**What this task involves:** Please rewrite the part that opens with the line containing "The prompts inside" and closes with the line containing "positive clicks: (303, 60)", replacing "rough mask" with "coarse mask" and leaving everything else unchanged.

**Provided information:**
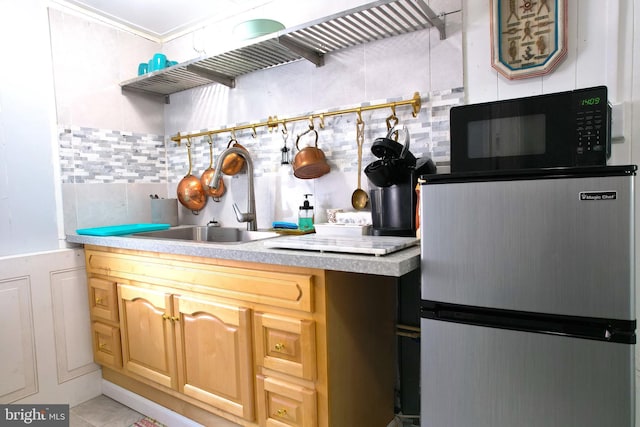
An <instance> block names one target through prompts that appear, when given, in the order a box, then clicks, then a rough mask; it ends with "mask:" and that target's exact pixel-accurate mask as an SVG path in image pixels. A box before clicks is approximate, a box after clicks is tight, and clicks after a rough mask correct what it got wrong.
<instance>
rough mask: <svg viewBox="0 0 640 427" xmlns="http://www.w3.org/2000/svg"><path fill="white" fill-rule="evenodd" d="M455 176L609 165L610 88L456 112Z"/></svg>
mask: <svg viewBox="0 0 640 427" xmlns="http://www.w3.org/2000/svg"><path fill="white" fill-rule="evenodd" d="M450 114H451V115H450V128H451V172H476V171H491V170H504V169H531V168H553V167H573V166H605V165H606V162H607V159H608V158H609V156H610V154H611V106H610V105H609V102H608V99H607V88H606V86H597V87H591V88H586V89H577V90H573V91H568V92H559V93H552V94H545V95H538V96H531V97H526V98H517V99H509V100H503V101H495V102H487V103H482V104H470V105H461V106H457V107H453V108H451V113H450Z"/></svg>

---

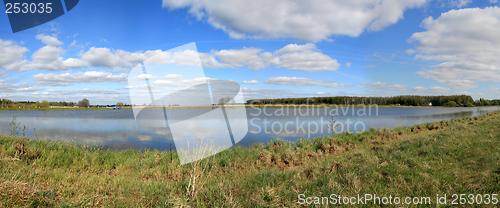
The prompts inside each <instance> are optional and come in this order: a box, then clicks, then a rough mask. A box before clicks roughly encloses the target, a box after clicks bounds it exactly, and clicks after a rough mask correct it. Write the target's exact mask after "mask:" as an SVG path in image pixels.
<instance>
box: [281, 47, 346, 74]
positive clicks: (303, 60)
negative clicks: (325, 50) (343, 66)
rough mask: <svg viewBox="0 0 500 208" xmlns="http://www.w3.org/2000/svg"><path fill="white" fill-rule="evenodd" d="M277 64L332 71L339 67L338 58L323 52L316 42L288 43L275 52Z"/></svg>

**Solution for this problem:**
The prompts inside each <instance> are optional and come in this order: a box, then clicks, then a coarse mask. A box before clicks roughly encloses the target, a box after clicks bounds it exactly, and clicks after a coarse mask correct it. Write the target's exact mask after "mask:" as an SVG path in image pixels.
<instance>
box: [281, 47, 346, 74]
positive clicks: (303, 60)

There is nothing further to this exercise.